WHAT THIS TASK INVOLVES: Convert the data below, starting with its first line and going on through the line containing "x=300, y=199", into a JSON list of strings with one string per line. Leave out blank lines and the pictures.

======== EXERCISE DATA

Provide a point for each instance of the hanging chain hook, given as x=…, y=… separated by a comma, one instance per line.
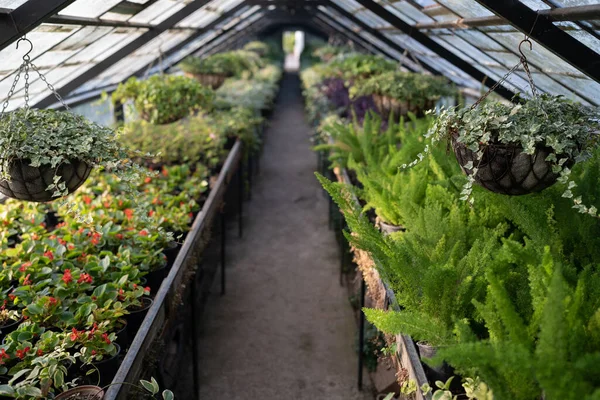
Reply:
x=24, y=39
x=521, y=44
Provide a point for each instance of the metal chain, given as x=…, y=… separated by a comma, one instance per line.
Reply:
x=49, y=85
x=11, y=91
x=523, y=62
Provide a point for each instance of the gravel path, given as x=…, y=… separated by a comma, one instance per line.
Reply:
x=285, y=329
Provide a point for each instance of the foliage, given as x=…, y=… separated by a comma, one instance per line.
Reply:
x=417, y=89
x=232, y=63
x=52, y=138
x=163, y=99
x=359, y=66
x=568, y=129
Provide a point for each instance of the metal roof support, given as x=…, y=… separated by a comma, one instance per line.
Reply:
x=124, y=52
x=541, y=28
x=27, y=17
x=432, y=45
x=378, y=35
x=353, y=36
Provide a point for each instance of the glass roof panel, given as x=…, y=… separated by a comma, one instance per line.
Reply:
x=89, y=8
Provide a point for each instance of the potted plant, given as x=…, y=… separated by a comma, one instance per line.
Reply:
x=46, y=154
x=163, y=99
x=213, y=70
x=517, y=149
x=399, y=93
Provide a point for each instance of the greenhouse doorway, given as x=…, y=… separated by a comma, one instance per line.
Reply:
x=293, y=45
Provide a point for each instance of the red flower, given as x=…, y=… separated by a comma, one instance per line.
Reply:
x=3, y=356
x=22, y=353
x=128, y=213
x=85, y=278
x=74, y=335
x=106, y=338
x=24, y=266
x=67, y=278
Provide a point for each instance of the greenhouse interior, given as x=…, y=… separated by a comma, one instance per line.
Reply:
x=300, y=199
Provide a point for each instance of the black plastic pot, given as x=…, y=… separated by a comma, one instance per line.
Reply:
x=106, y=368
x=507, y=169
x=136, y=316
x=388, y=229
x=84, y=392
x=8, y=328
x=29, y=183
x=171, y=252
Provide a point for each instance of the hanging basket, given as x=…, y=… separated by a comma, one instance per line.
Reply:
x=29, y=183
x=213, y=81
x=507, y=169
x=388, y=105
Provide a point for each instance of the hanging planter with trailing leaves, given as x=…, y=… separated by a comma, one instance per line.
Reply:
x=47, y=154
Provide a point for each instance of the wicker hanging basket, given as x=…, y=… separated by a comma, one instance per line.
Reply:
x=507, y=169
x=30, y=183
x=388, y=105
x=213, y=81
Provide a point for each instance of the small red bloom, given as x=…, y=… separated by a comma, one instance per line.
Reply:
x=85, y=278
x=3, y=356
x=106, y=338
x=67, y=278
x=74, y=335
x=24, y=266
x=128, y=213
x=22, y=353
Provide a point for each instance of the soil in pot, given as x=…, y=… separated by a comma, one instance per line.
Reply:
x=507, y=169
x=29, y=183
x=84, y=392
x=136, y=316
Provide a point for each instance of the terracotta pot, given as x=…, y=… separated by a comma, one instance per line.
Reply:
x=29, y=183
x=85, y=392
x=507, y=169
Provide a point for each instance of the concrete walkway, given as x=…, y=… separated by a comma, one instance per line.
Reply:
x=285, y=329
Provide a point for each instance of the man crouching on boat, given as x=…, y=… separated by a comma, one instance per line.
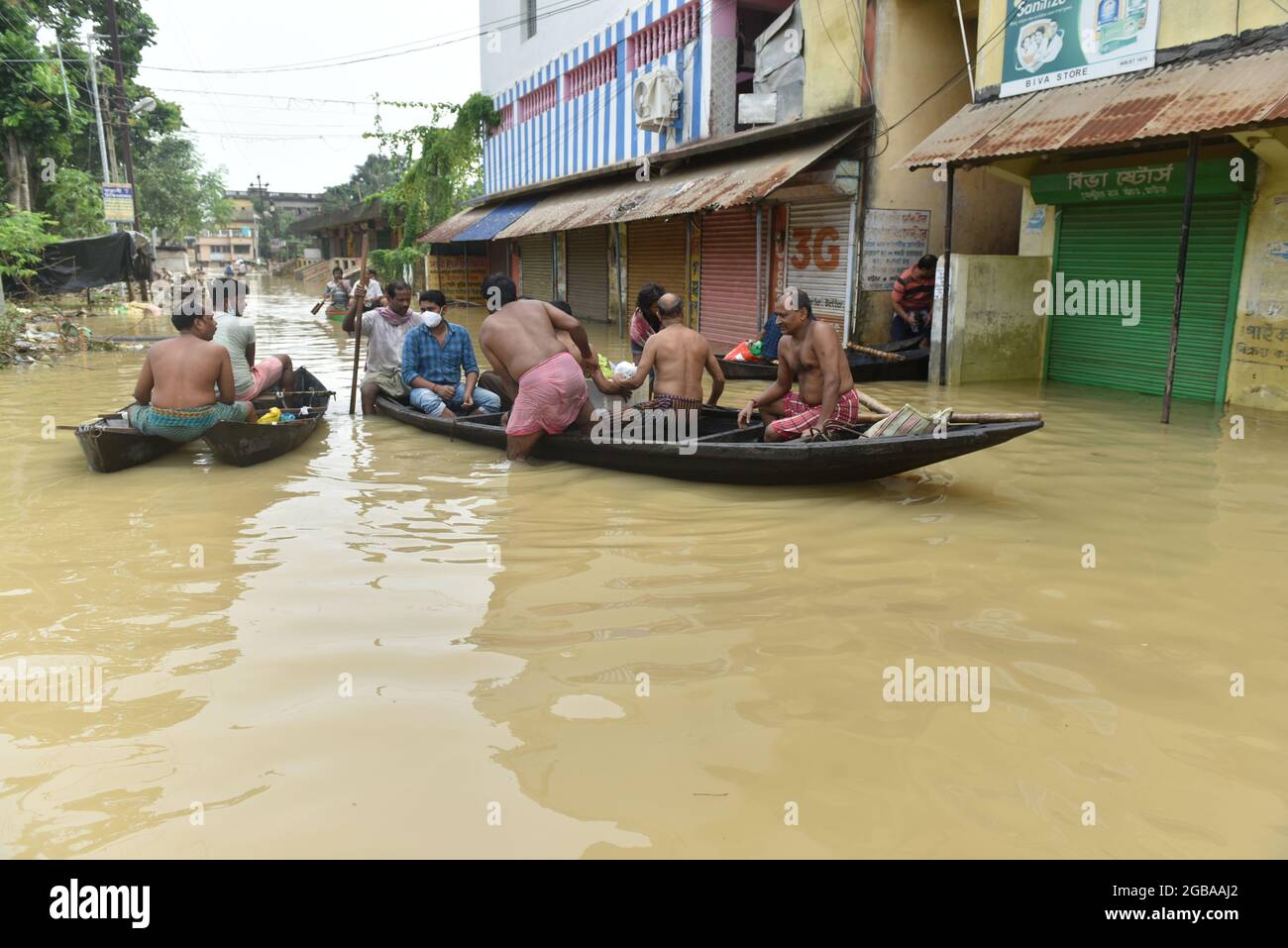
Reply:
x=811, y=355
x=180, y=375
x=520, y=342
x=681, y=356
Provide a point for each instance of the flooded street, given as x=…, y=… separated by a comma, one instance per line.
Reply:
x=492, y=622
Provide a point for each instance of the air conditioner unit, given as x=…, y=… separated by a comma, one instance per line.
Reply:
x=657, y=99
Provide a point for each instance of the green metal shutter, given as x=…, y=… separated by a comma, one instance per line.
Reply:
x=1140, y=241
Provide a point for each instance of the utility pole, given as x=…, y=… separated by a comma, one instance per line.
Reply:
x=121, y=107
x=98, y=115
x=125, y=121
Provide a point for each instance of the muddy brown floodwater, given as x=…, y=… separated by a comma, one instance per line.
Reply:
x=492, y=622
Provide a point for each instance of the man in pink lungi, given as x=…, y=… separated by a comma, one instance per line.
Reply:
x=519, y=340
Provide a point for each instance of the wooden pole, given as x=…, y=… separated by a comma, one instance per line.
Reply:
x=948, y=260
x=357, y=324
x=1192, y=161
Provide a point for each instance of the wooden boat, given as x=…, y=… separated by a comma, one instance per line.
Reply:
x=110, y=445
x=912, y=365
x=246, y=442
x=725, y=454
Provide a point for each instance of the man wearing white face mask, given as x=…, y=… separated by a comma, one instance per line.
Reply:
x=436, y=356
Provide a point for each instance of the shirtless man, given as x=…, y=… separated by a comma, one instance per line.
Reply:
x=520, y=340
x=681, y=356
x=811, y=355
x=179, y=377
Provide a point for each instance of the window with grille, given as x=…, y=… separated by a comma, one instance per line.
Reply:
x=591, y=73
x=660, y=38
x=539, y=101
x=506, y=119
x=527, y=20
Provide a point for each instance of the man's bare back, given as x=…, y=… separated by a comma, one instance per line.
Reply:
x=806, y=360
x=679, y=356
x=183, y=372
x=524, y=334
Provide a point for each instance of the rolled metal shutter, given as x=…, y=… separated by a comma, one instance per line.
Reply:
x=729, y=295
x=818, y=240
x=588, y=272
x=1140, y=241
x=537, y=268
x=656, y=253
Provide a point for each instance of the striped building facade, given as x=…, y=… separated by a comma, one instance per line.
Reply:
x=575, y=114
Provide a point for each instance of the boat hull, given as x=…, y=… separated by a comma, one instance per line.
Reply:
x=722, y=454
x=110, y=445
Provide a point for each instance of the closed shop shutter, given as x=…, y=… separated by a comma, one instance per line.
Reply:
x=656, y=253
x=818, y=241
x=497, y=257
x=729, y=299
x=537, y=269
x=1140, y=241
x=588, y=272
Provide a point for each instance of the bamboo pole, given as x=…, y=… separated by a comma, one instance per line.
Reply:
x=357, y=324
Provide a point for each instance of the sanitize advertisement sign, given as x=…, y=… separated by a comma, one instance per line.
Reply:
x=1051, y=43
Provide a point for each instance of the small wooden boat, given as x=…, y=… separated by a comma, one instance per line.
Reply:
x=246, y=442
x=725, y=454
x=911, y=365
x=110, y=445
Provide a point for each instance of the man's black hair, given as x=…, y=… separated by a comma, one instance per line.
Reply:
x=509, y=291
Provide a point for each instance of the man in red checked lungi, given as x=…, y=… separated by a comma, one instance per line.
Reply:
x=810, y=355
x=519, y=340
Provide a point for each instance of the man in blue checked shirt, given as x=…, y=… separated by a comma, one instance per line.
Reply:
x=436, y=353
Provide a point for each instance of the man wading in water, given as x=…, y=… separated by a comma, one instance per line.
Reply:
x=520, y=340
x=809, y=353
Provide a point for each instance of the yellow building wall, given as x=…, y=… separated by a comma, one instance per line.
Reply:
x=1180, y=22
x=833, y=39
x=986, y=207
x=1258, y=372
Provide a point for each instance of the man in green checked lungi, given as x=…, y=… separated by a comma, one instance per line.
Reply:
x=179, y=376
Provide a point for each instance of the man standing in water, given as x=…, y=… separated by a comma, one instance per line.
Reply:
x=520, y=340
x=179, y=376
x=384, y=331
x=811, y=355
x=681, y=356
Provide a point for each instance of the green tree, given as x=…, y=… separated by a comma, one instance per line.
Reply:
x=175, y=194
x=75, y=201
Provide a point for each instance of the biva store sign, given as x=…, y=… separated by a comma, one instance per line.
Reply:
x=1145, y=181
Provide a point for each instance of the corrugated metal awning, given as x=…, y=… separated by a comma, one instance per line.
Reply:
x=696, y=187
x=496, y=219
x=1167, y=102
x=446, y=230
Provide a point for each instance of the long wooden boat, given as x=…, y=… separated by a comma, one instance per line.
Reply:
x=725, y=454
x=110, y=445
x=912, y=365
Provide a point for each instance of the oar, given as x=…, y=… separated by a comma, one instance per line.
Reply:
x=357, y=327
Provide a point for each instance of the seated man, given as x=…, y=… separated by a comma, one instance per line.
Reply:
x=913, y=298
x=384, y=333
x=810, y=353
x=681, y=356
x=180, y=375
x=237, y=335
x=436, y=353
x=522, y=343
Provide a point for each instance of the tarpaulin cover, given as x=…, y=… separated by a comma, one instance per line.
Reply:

================

SOLVED PROBLEM:
[
  "Provide a point for each instance of the hanging chain hook, given as x=…, y=… separated by a comma, one instance per line.",
  "Reply:",
  "x=24, y=39",
  "x=521, y=44",
  "Provide a point for each instance of the metal chain, given as x=…, y=… separated by a comma, one instance per line.",
  "Reply:",
  "x=49, y=85",
  "x=11, y=91",
  "x=523, y=62",
  "Provide a point for each instance of the gravel path, given as x=…, y=… separated by a comma, one instance per line.",
  "Reply:",
  "x=285, y=329",
  "Provide a point for each instance of the foliage, given as x=…, y=… separated by a comma, one instance per line.",
  "Reply:",
  "x=417, y=89",
  "x=232, y=63",
  "x=52, y=138",
  "x=163, y=99",
  "x=359, y=66",
  "x=568, y=129",
  "Provide a point for each instance of the metal roof support, given as x=…, y=… separated by a comma, one instance per line.",
  "Reply:",
  "x=124, y=52",
  "x=541, y=28",
  "x=27, y=17",
  "x=432, y=45",
  "x=378, y=35",
  "x=353, y=36",
  "Provide a point for each instance of the glass roof panel, given as x=…, y=… separated by a comma, one instance per line.",
  "Reply:",
  "x=89, y=8",
  "Provide a point for each instance of the potted plant, given as x=…, y=… separated by a comma, one instance per line.",
  "Reply:",
  "x=46, y=154",
  "x=163, y=99",
  "x=213, y=70",
  "x=517, y=149",
  "x=399, y=93",
  "Provide a point for each instance of the greenhouse doorway, given as x=…, y=… separated by a comma, one instance per line.",
  "Reply:",
  "x=293, y=45",
  "Provide a point for each instance of the red flower, given as x=…, y=… separated by a comma, one instance per line.",
  "Reply:",
  "x=3, y=356",
  "x=22, y=353",
  "x=128, y=213",
  "x=85, y=278",
  "x=74, y=335",
  "x=106, y=338",
  "x=24, y=266",
  "x=67, y=278",
  "Provide a point for each instance of the greenhouse interior, given as x=…, y=… separated by a comma, one instance per line.",
  "Reply:",
  "x=300, y=199"
]